### What to do
Give every entry again, unchanged, and leave its images out.

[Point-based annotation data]
*-*-*
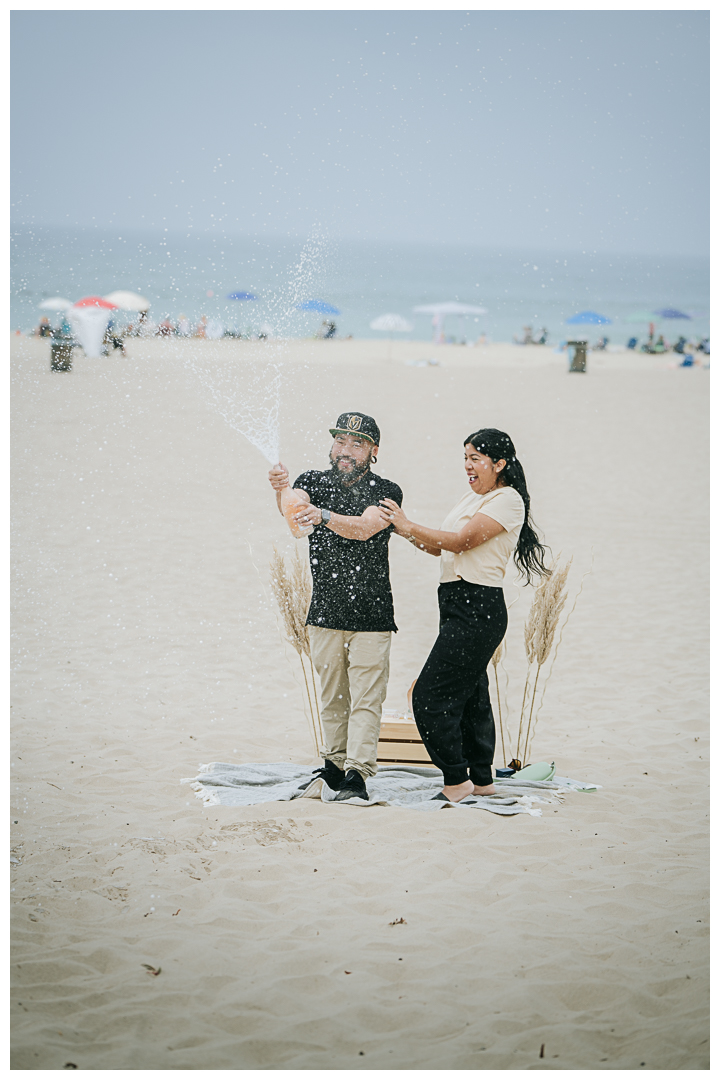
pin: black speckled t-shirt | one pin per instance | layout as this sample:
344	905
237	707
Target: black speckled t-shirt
351	578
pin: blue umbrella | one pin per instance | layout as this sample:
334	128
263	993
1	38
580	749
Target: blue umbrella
320	306
671	313
589	318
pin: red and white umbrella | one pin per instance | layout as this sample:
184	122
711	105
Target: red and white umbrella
89	319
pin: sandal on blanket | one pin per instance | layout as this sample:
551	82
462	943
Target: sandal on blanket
541	770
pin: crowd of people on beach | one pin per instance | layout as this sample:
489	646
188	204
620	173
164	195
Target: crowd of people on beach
689	349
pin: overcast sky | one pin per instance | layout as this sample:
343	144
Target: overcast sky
551	130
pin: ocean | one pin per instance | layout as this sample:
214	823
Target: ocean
191	275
*-*-*
### Answer to the exercise
pin: black speckled t-shirt | one pin per instance | layout as this sample:
344	905
237	707
Target: black speckled t-shirt
351	578
pin: blue umbrella | one pin per instance | layout as this sample:
334	128
263	993
1	38
580	749
Target: blue umbrella
320	306
671	313
589	318
pin: red and white umbrella | one pin per instance | layout as this sample:
184	122
711	105
Target: red and white umbrella
89	319
pin: sandal on blanket | one pin per instance | layout as this sample:
551	82
462	943
Target: sandal on blanket
541	770
pin: crowd of people on beach | one pin per instance | layout as this sample:
489	646
188	204
620	173
164	195
Target: crowd of people on beach
689	349
pin: overcast sky | one pin per instance | layout as this sample:
343	144
Target: overcast sky
551	130
pin: ocean | one pin per instance | layout as this sample:
214	823
Target: ocean
191	275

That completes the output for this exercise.